Document section >>
The more important question is how they ever got into the castle. The fact that they did proves that the attack was carefully planned, well-equipped - and brilliantly executed. Berkeley Castle was surrounded by around 200 acres of marshland - there was a causeway, which would have been guarded. There was the moat to get across, then a choice of either scaling the curtain walls or breaking through the gatehouse into the outer bailey. Needless to say, both were heavily guarded. Then, the gang had to get into the inner bailey, through yet another gatehouse, then into the keep (the most secure part of any castle), where Edward was held, and up a steep and narrow, and easily-defended, staircase, into his, presumably locked, room. They would have had to fight, hard, all the way.

It's fascinating to contemplate that the gang may have had inside information and help - it's hard to imagine that when they were planning the attack, they allowed time to search the entire castle for Edward. Possibly one or more gang members had managed to enter the castle before the attack; Paul Doherty speculates that they might have got in during the restoration work that was going on, pretending to be labourers. There were a few gang members apparently not known to the authorities before the attack, as no warrants were issued for their arrest, so they would have been ideal. Alternatively, perhaps some of the Berkeley garrison were sympathetic to Edward, and helped the gang.

[Photo: courtyard of Berkeley Castle. The keep is just out of shot on the left.]
There were a hundred reasons why attacking Berkeley Castle should not have worked. But it did. It should have been a suicide mission for the gang. But many of them survived, though of course there's no way of knowing how many men may have been killed. During restoration work at Berkeley in the 1920s, six skeletons were discovered near the keep. Possibly these were gang members killed during the assault - though, as the skeletons have never been examined, they could have come from another century altogether.

Thomas Berkeley's letter of 27 July states also that the gang "feloniously plundered the castle". This implies that they had overpowered the garrison, taken temporary control of the castle, and had time to search the storerooms, stables, other rooms, and take what they wanted. Almost certainly, they stole weapons, food, and horses. Did they take all the horses? Or at least let some loose, so that they could escape on horseback with their plunder, and couldn't be pursued? If they were on foot, they could have been followed on horseback the moment they were out of the castle - even if they'd plunged into the woods around the castle, it's hard to imagine them getting very far if pursued by men on horseback. If they didn't take horses, they must have taken carts to carry their plunder, which would have drastically slowed down their escape. Or possibly, they locked up the entire garrison somewhere.

Dataset excerpt >>
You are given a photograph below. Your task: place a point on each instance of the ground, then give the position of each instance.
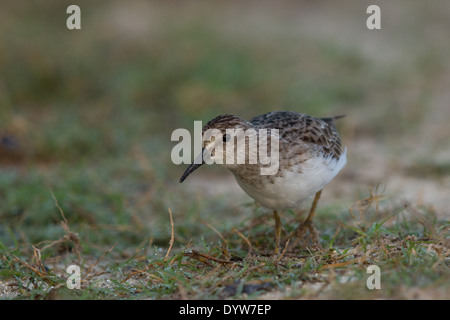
(86, 177)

Instruction 1 >> According to the passage on the attack on Berkeley Castle, what was found near the keep during restoration work in the 1920s?
Instruction 2 >> Write the next part of the passage on the attack on Berkeley Castle, picking up after its final sentence.

Response 1 >> Six skeletons.

Response 2 >>
It's basically impossible to know what happened that day (or night) - the expressions 'shroud of secrecy' and 'wall of silence' are particularly apposite here, as is 'I haven't got a sodding clue what really happened and I can only speculate'. I don't know how many men were guarding Berkeley that day. Thomas Berkeley had in his retinue about a dozen knights, twenty-five squires, about twenty men-at-arms, archers, etc - in total, a household of around 300 people, though of course not all of them were military. But given that the authorities knew that the Dunheved gang were plotting to free Edward, it's reasonable to assume that other soldiers were brought in and the castle was guarded by many dozens of men, possibly several hundred.

The whole thing is quite incredible. It suggests a level of organisation, planning, purpose and sheer guts that can't be explained by simply assuming that the gang were a handful of mindless ruffians. They have often been described by their contemporaries, and more recent commentators, as ruffians, rioters, rifflers, a minute handful of marauding malcontents, and mostly clerical. But they managed not only to get into a heavily defended Berkeley Castle, they seized Edward, and had time to loot and plunder the castle. This was an incredibly dangerous undertaking in a castle full of armed men, and proves the gang's determination to free Edward - and by extension, their devotion to him (although some of the participants were probably attracted more by violence and possible plunder, the core of the gang were dedicated to Edward.)

A small group of clerics, untrained in fighting, could not have achieved this; only a large number of fighting men (including fighting priests), ruthless and determined, could have managed it. Although a fair few of Edward's supporters were clerical, many of them were not, as I'll show in the next posts.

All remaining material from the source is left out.